◆ **Problem requirements**
Copy each of the items below line for line, keeping every character the same.

─── Provided records ───

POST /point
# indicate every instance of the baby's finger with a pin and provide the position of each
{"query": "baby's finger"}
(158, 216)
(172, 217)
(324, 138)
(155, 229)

───

◆ **Final result**
POST /point
# indicate every instance of the baby's finger with a pin and provide the position of each
{"query": "baby's finger"}
(158, 216)
(172, 217)
(324, 138)
(155, 229)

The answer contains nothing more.